Enunciado 1 :: Reproduza sem alterações os registros que vão da linha com "Consider the photo above. Spot each instance of the sea" até a linha com "the player's face", inclusive.

+++ Texto do documento +++

A força da vendinha

Quero convidá-lo, caro leitor, a uma reflexão sobre as marcas de bairro. Será que você tem alguma memória afetiva ligada a um desses estabelecimentos? A cantina da escola, a lojinha de doces da rua, o bazar tem-de-tudo no caminho da escola, o carrinho do sorvete, a feira livre, a mercearia do bairro, a locadora da adolescência…
Lembro com carinho da vendinha do meu primo Lelo (apelido para Aurélio), que ficava na rua onde moravam meus avós, em Portugal. Tudo ali era mágico: as pessoas me tratavam pelo nome, sorriam, tinha embalagens e produtos diferentes dos que via em meu dia-a-dia, no Brasil, e cheiro de pêssego no ar. Mas o mágico mesmo é que lá eles davam as coisas, de graça. Explico.
Como mencionei, a venda era do meu primo. Era comum minha avó perceber que faltava algo e dizer para eu ir correndo pegar na venda. Eu ficava esperando a avó dar o dinheiro para as compras, ao que ela respondia: “Não precisa; é só ir lá e pedir pro Lelo que ele dá.” Então eu voltava para o Brasil maravilhada, na minha imaginação fértil de menina, que em Portugal tinha uma lojinha “que vendia de graça!” (sic).
Havemos de concordar que alguns estabelecimentos de bairro desenvolvem mesmo uma aura mágica, mística…  O fechamento da HM Home Vídeo, no bairro paulistano de Higienópolis, por exemplo, ganhou cobertura emocionada em diversos jornais da capital. Um caso mais conhecido foi o do quase fechamento do Cine Belas Artes, nas imediações do centro de São Paulo.  Quem diria que legiões de fãs se uniriam em manifestações e “vaquinhas” para manter o espaço de pé, até que alguma grande marca pudesse salvar o espaço. Quando a Caixa Econômica Federal reabriu o cinema, teve até festa, mas só um pequeno problema: o nome do patrocinador (Cine Caixa ou Caixa Belas Artes) nunca pegou. É Belas Artes e pronto. Antiguinho e ponto. Amor de paulistano da gema e pronto.

+++ Dados para processamento +++

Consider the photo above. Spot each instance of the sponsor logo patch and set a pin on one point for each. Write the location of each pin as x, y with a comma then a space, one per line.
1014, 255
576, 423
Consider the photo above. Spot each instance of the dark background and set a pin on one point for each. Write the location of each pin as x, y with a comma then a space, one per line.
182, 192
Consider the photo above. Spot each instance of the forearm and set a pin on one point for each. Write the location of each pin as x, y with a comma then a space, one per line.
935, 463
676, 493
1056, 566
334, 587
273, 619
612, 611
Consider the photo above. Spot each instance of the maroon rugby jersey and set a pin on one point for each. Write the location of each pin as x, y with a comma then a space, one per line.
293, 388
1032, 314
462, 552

+++
+++ Dados para processamento +++

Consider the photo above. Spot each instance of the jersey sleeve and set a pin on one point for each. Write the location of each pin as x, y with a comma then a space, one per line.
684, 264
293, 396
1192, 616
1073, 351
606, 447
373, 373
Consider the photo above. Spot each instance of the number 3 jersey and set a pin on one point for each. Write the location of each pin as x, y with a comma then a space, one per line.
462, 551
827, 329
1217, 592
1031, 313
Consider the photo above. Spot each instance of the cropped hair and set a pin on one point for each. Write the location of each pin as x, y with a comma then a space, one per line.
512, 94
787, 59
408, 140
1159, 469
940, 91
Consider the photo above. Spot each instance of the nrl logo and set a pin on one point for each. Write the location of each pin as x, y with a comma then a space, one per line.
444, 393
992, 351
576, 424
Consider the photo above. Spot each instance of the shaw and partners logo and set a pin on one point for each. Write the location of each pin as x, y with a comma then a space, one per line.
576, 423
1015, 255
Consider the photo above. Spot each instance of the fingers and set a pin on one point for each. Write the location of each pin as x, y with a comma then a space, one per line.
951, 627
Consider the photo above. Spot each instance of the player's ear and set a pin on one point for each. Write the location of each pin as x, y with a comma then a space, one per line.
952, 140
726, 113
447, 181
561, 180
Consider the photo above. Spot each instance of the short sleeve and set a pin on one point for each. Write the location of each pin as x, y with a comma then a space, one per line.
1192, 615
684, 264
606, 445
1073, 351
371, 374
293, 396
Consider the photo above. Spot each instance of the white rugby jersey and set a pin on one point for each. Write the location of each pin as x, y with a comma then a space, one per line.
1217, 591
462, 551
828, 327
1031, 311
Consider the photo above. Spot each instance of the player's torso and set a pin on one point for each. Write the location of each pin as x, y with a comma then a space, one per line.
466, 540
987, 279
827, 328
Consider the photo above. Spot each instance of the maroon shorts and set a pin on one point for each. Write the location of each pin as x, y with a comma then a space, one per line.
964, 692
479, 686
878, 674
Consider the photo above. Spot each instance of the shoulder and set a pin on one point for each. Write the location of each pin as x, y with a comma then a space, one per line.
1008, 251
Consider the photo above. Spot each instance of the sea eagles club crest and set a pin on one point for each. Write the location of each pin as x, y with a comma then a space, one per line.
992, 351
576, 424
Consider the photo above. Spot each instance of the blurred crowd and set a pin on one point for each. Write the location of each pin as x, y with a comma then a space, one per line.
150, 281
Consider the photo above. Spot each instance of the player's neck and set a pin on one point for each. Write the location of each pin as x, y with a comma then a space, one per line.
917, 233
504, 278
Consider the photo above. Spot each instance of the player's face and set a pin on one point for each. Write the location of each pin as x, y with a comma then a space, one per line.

+++

Enunciado 2 :: Traduza para o inglês esta frase do texto sobre a vendinha: "Era comum minha avó perceber que faltava algo e dizer para eu ir correndo pegar na venda."

Resposta final 1 ::
Consider the photo above. Spot each instance of the sea eagles club crest and set a pin on one point for each. Write the location of each pin as x, y with a comma then a space, one per line.
992, 351
576, 424
Consider the photo above. Spot each instance of the blurred crowd and set a pin on one point for each. Write the location of each pin as x, y with a comma then a space, one per line.
150, 281
Consider the photo above. Spot each instance of the player's neck and set a pin on one point for each. Write the location of each pin as x, y with a comma then a space, one per line.
917, 233
504, 278
Consider the photo above. Spot each instance of the player's face and set a pin on one point for each. Write the location of each pin as x, y with a comma then a space, one per line.

Resposta final 2 :: It was common for my grandmother to notice that something was missing and tell me to run and get it at the shop.